Exercise objective - Print the passage below about why WotC created the OGL word for word, changing and leaving out nothing.
### Quoted passage ###
Even if technically game mechanics are fair use, where exactly to draw that line has never been tested in court, and in the past, well before the OGL, RPG developers publishing something that was intended to be compatible with someone else's game, have been sued over that. Including WotC itself in their early days.

So just that already gave WotC an incentive to want a more open license. And in the late 1990s, before they released the OGL, the RPG industry was shrinking, with each company on its own island, and no exchange of material between different systems. WotC reasoned that the value of an RPG comes primarily from how easy it is to find players to play the game with, and if all RPGs are built on the same core mechanics, they have a common player base and players can much more easily pick up a new game. That's why they created the OGL: to connect all the islands, create a common player base for everybody, make all RPGs more valuable as a result, and thereby make the entire industry bigger. A bigger pie, of which WotC got the biggest piece.

On top of that, they hoped that third party contributions would also improve D&D itself. Inspired by ESR's the Cathedral and the Bazaar.
### Provided material ###
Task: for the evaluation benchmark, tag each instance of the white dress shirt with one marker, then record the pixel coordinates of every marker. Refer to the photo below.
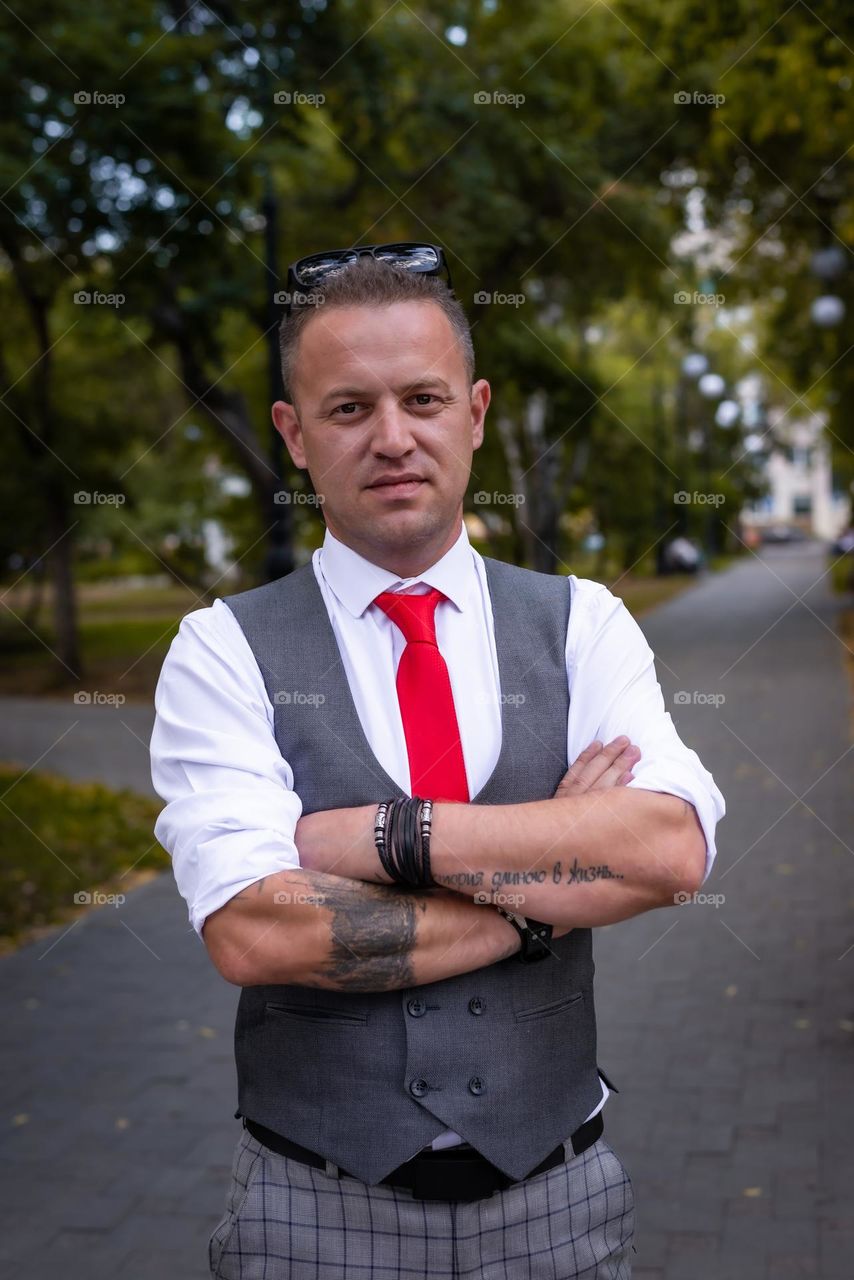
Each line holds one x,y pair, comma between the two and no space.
231,805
###
Written solution -
Even if technically game mechanics are fair use, where exactly to draw that line has never been tested in court, and in the past, well before the OGL, RPG developers publishing something that was intended to be compatible with someone else's game, have been sued over that. Including WotC itself in their early days.

So just that already gave WotC an incentive to want a more open license. And in the late 1990s, before they released the OGL, the RPG industry was shrinking, with each company on its own island, and no exchange of material between different systems. WotC reasoned that the value of an RPG comes primarily from how easy it is to find players to play the game with, and if all RPGs are built on the same core mechanics, they have a common player base and players can much more easily pick up a new game. That's why they created the OGL: to connect all the islands, create a common player base for everybody, make all RPGs more valuable as a result, and thereby make the entire industry bigger. A bigger pie, of which WotC got the biggest piece.

On top of that, they hoped that third party contributions would also improve D&D itself. Inspired by ESR's the Cathedral and the Bazaar.